YOUR TASK: For each line of the material below, give that line again word for word.
↓↓↓
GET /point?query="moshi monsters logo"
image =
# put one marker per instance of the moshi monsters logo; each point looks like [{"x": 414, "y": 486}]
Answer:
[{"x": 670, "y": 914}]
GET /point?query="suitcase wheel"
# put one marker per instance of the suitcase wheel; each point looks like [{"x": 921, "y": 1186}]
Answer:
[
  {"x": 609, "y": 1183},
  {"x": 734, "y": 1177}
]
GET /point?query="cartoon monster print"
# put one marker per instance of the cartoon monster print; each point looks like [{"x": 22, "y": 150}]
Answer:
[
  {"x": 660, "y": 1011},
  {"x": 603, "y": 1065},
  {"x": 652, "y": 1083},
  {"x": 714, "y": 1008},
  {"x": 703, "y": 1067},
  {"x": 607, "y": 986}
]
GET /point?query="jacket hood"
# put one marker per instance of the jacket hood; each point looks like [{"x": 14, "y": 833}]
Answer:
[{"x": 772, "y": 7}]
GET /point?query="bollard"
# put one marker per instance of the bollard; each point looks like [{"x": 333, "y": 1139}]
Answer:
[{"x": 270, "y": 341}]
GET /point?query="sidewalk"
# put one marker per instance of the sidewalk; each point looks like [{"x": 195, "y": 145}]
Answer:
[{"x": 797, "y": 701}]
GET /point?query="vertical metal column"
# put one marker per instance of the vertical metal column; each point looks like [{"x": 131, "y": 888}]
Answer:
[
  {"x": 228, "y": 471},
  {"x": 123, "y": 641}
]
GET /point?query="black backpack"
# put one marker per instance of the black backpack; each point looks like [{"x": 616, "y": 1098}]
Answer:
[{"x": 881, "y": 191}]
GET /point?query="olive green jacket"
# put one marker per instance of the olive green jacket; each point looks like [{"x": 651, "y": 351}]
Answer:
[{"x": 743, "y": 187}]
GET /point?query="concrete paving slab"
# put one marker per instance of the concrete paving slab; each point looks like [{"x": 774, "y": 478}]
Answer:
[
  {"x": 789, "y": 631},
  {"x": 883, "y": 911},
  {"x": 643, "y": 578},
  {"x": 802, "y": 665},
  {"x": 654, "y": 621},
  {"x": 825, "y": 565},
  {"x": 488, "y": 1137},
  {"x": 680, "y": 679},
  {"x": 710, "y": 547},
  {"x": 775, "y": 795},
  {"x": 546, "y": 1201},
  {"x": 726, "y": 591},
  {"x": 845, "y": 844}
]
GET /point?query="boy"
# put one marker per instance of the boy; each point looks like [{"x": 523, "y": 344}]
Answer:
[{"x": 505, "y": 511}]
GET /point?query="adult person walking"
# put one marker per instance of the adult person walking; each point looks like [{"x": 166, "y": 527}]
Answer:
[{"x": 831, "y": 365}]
↑↑↑
REPLY TO THE EXERCISE:
GET /point?query="moshi monsters logo"
image =
# put one marker per instance of the moshi monsters logo; each point looks like [{"x": 414, "y": 486}]
Answer:
[{"x": 670, "y": 914}]
GET /point?query="suitcase wheel"
# put one marker per instance of the suitcase wheel; each point looks like [{"x": 921, "y": 1186}]
Answer:
[
  {"x": 609, "y": 1183},
  {"x": 734, "y": 1177}
]
GET /point?query="cartoon monster print"
# put one marker per instance of the cartoon monster print; each point looks like [{"x": 22, "y": 150}]
Answer:
[
  {"x": 660, "y": 1011},
  {"x": 603, "y": 1065},
  {"x": 652, "y": 1083},
  {"x": 714, "y": 1008},
  {"x": 703, "y": 1067},
  {"x": 607, "y": 986}
]
GET /point?query="jacket hood"
# put one marker per instance of the jacket hood; each point looks like [{"x": 14, "y": 833}]
Answer:
[{"x": 772, "y": 7}]
GET /point?query="bollard"
# put one marker per instance of the bollard; each point looks like [{"x": 333, "y": 1139}]
Answer:
[{"x": 270, "y": 341}]
GET /point?query="sidewalk"
# put one marker per instance of the sidewalk; each point looks like [{"x": 195, "y": 145}]
Answer:
[{"x": 797, "y": 701}]
GET /point?query="vertical metal column"
# put one marker per instance of the vertical metal column; each point looks like [{"x": 131, "y": 888}]
Answer:
[
  {"x": 228, "y": 471},
  {"x": 123, "y": 641}
]
GET /point?query="black backpack"
# put one marker per instance of the black backpack; each point looks like [{"x": 616, "y": 1098}]
Answer:
[{"x": 881, "y": 191}]
GET /point?query="olive green jacket"
# put one marker per instance of the olive green jacket; each point looks like [{"x": 651, "y": 351}]
Answer:
[{"x": 743, "y": 187}]
GET /point?query="concrete paving slab"
# put one marker per instance of the concrete paving slab; each point looks like [{"x": 774, "y": 478}]
Answer:
[
  {"x": 789, "y": 631},
  {"x": 883, "y": 911},
  {"x": 643, "y": 578},
  {"x": 802, "y": 665},
  {"x": 654, "y": 621},
  {"x": 825, "y": 565},
  {"x": 488, "y": 1137},
  {"x": 680, "y": 679},
  {"x": 710, "y": 547},
  {"x": 775, "y": 795},
  {"x": 546, "y": 1201},
  {"x": 726, "y": 591},
  {"x": 845, "y": 844}
]
GET /point?query="boy"
# put one marker per instance of the boy; each point looks like [{"x": 523, "y": 344}]
Answer:
[{"x": 505, "y": 511}]
GET /point?query="adult person walking"
# put one marker per instance of the adult person walking; each point looks like [{"x": 166, "y": 527}]
Answer:
[{"x": 831, "y": 365}]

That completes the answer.